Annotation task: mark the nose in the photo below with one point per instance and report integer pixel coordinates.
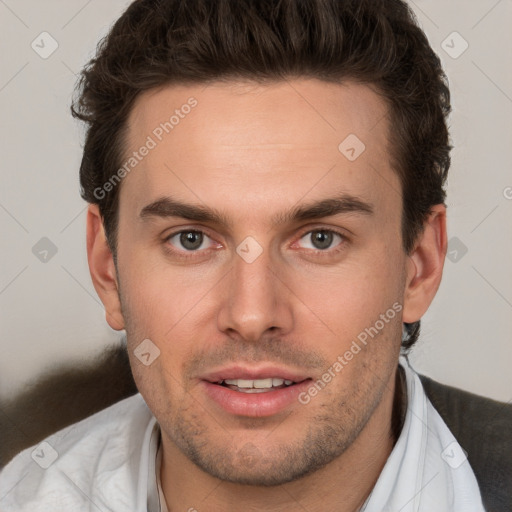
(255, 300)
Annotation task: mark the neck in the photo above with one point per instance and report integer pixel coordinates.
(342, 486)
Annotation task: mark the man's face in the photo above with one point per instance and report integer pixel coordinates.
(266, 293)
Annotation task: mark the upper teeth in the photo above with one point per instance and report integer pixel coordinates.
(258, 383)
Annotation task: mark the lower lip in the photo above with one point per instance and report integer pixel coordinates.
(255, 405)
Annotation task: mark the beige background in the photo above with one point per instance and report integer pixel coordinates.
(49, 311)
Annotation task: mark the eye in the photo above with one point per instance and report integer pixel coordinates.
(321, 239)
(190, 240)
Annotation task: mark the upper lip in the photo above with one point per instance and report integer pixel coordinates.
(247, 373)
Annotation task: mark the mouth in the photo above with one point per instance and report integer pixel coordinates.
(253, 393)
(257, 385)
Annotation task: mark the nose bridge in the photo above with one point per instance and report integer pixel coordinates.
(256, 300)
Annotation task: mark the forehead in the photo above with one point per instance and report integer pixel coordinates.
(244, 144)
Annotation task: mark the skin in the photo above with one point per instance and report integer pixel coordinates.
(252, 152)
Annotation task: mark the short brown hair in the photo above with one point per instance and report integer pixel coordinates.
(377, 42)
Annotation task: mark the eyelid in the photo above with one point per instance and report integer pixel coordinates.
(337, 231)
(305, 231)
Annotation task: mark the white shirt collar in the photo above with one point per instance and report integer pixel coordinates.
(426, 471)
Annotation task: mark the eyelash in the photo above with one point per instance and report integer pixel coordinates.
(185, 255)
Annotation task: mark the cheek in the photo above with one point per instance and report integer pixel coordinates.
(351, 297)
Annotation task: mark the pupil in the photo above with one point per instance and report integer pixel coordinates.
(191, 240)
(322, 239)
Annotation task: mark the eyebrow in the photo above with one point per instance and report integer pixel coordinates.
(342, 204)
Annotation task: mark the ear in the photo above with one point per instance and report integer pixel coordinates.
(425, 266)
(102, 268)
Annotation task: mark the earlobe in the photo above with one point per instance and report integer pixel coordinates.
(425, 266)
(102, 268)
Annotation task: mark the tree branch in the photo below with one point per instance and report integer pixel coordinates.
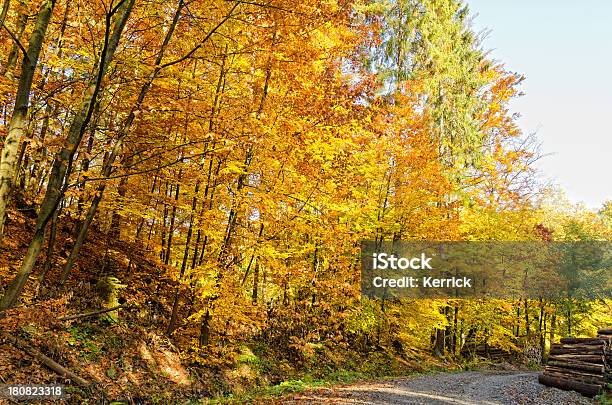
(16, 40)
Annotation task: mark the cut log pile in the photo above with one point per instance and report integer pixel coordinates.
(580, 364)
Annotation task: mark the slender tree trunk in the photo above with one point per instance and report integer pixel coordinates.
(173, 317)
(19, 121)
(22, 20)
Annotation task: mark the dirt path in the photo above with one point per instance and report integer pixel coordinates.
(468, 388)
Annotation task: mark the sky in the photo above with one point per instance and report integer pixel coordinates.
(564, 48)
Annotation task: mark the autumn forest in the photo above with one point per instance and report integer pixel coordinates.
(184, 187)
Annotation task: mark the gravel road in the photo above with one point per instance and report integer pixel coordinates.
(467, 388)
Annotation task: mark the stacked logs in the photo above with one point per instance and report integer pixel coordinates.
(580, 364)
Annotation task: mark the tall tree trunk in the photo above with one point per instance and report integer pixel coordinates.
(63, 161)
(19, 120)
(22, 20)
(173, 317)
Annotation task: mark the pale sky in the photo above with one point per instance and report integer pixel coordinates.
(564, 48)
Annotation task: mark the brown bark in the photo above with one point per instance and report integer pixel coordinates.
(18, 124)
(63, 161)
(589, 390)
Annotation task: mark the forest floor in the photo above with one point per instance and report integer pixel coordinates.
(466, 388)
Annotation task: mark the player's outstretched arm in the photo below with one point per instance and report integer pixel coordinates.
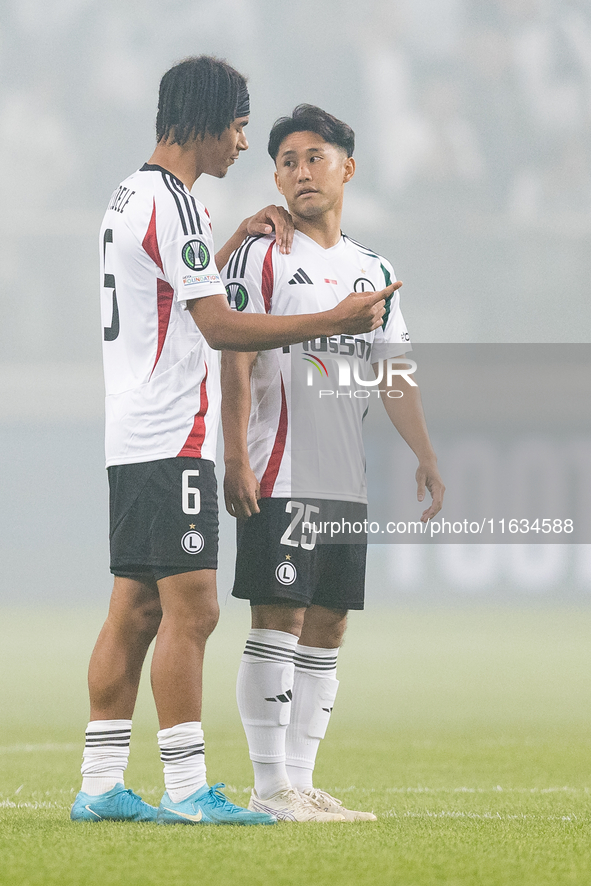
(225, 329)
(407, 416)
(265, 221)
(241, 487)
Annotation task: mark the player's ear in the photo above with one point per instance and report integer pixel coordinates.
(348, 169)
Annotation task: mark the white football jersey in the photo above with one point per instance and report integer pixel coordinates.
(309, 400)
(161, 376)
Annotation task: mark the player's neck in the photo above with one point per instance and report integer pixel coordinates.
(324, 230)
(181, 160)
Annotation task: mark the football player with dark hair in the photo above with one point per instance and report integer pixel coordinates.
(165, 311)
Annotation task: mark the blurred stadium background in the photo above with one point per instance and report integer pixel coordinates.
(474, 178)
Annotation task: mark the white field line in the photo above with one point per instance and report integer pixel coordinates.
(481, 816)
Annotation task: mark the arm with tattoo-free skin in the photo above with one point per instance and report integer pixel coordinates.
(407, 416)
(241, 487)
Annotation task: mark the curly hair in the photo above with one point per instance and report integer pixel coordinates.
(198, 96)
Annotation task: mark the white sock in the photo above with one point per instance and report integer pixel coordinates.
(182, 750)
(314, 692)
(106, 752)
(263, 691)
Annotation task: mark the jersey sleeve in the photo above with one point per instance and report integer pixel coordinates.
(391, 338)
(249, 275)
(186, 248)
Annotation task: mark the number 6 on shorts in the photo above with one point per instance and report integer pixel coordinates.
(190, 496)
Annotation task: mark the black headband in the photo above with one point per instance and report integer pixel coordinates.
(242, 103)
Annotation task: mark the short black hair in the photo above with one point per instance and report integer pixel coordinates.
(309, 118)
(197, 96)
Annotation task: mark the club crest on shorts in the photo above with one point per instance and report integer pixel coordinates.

==================================================

To be done »
Please repeat every row above word for word, leaving the pictures out of your answer.

Task result »
Annotation task: mark the nose in the photo below with one point per instance and report integer pixel coordinates.
(255, 300)
Annotation task: mark the neck in the photo above with one point per instance and report integer pixel coordinates.
(342, 486)
Annotation task: mark the man's face in the photo above with one point per instance and report integer pixel coordinates.
(266, 293)
Annotation task: mark the upper teeth in the photo above with one point per instance and report integer pixel coordinates.
(258, 383)
Annotation task: mark the lower lip in the photo above with one point per instance and report integer pixel coordinates.
(255, 405)
Annotation task: mark the beige background in the photo above with one point per instance and report integer pixel coordinates.
(49, 311)
Annotation task: mark the eye in the photo above with one point per instance and report integer pixel coordinates.
(321, 239)
(190, 240)
Annotation task: mark the upper lip in the photo above with one point per instance and report integer pixel coordinates.
(247, 373)
Annotation task: mark the mouth in the photo above with one point per instance and report integer pixel coordinates.
(253, 393)
(257, 385)
Annotation task: mark the nose bridge in the photo above with one point per instance and report integer pixel coordinates.
(256, 300)
Annotation task: mark the forehead in the photo above with one point per instance and report integer pixel coordinates.
(244, 144)
Annotation task: mark the skin in the photo above with one point per instance and report integer pixel coordinates.
(252, 152)
Annotation task: mark the short brown hair in the photo above with one point per instance and report integer pixel coordinates.
(377, 42)
Annotation task: mark the eyelid in the photo above with one point per instance and report integer pixel coordinates.
(337, 231)
(305, 231)
Annotation task: mark the white shirt collar in the photo above with one point per instance and report integer pixel coordinates.
(426, 471)
Annotation task: mark the eyelash in the photo above with one point per instance and report integer pixel coordinates.
(185, 255)
Annotation task: mark the cheek in the photo above with one point per instance and report integer pixel coordinates.
(351, 297)
Annotation task: mark the pupil in the photo above with one point per instance and report integer pixel coordinates.
(191, 240)
(322, 239)
Annotation task: mark the eyebrow in the photo above with one point per instance and report integer pixel coordinates.
(342, 204)
Annotation task: mark the ear in the photo above with one point per instance and report integer pixel coordinates.
(425, 266)
(102, 268)
Annotation task: mark the earlobe in the photo above with one point per instance and report integer pixel coordinates.
(425, 266)
(102, 268)
Annotation task: mark the tree branch in the photo below with one point per instance and report integer pixel coordinates.
(16, 40)
Annotation task: mark the cut log pile in the photo above with one point per instance and report integer pixel coordinates.
(580, 364)
Annotation task: mark the slender tree trunk in the photo above with one point per instance and report integer pixel coordinates.
(173, 317)
(19, 121)
(22, 20)
Annotation task: mark the dirt path in the photo above with one point per instance and report integer pixel coordinates.
(468, 388)
Annotation task: mark the sky in the photo above with one point per instance and report integer pixel coordinates.
(564, 48)
Annotation task: mark the autumn forest in the photo above with one point per instance and report integer pixel coordinates.
(184, 187)
Annotation task: mark the gravel road in the photo above with one point per instance and report integer pixel coordinates.
(467, 388)
Annotation task: mark the stacked logs in the photo above with one point per instance and report integer pixel coordinates.
(580, 364)
Annotation task: mark the tall tree trunk in the photo above with one point per instance and report integer pixel coordinates.
(63, 161)
(19, 120)
(22, 20)
(173, 317)
Annotation task: mark the pale sky in the photo above with one point per instance and report integer pixel coordinates.
(564, 48)
Annotation task: mark the brown bark in the photo above with one point per instance and report integer pixel coordinates.
(18, 124)
(63, 161)
(589, 390)
Annotation task: mark the forest floor in the photo above with one point per instance and report integer pixel coordinates.
(466, 388)
Annotation task: mark the player's outstretched arm in the photo below with one point per instance and report integer pixel coordinates.
(225, 329)
(407, 416)
(265, 221)
(241, 487)
Annotation task: mark the player's ear in the photo above with one point per instance and report integer pixel coordinates.
(348, 169)
Annotation task: mark the white football jersey in the photo above with one point per instance and report integer pixel coordinates.
(309, 400)
(161, 376)
Annotation task: mark the player's neck in the photo above with one point per instance and report integer pixel coordinates.
(324, 230)
(181, 160)
Annotation task: mark the football player with dark hair in the photo above with one point per instance and report integer pixel coordinates.
(165, 311)
Annotation task: mark the blurred stadium background in the photo above with one point per instance and report integer pixel coordinates.
(474, 178)
Annotation task: mark the white field line in the photo above with one point per instance and report integer pixel coordinates.
(481, 816)
Annotation task: mark the arm with tattoo-free skin in the photo above with one point per instance and report integer pixel coordinates.
(407, 416)
(241, 487)
Annotation task: mark the curly hair in the photo above with one point per instance and report integer pixel coordinates.
(198, 96)
Annotation task: mark the white sock in the photo above with one point per instance and report integer pixel coordinates.
(182, 750)
(314, 692)
(106, 752)
(263, 691)
Annotation task: mark the jersey sleeve in the photo above with one point per instance and report integer pixel coordinates.
(391, 338)
(249, 275)
(186, 248)
Annotation task: mark the number 6 on shorts in the photo above with one point per instance and report integer pixel coordinates.
(190, 496)
Annotation task: mark the black headband in the photo above with one point per instance and report integer pixel coordinates.
(242, 103)
Annotation task: mark the short black hair in the photo above with one point per instance and report integer pixel coordinates.
(309, 118)
(197, 96)
Annotation task: mark the club crest on shorts in the photo above with one point per instance and report integer pixel coordinates.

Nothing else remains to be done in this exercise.